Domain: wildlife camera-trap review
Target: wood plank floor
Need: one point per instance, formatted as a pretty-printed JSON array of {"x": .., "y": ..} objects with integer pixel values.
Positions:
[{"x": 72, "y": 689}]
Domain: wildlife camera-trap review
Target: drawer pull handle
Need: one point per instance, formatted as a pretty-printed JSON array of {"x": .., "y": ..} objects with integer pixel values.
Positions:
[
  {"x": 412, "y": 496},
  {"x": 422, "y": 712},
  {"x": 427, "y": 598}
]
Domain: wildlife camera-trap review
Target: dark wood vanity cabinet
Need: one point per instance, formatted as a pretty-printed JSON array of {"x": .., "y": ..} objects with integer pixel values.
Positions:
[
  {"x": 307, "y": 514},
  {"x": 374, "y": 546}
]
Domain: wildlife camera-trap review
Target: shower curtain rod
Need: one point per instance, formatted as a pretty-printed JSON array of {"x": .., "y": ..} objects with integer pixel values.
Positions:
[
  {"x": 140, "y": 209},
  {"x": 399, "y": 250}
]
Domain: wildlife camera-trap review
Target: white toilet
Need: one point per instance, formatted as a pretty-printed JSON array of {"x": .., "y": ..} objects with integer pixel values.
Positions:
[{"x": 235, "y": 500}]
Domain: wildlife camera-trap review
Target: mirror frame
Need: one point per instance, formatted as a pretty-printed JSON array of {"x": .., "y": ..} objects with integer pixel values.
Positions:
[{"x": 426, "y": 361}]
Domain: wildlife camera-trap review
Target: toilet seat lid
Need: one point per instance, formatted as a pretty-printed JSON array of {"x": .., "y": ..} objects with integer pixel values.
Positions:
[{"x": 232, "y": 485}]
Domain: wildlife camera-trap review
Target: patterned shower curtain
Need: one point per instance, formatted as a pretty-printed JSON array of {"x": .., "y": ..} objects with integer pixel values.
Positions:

Given exercise
Display each line of the rows above that contains the string "toilet". Case counts.

Result of the task
Target: white toilet
Target: toilet seat lid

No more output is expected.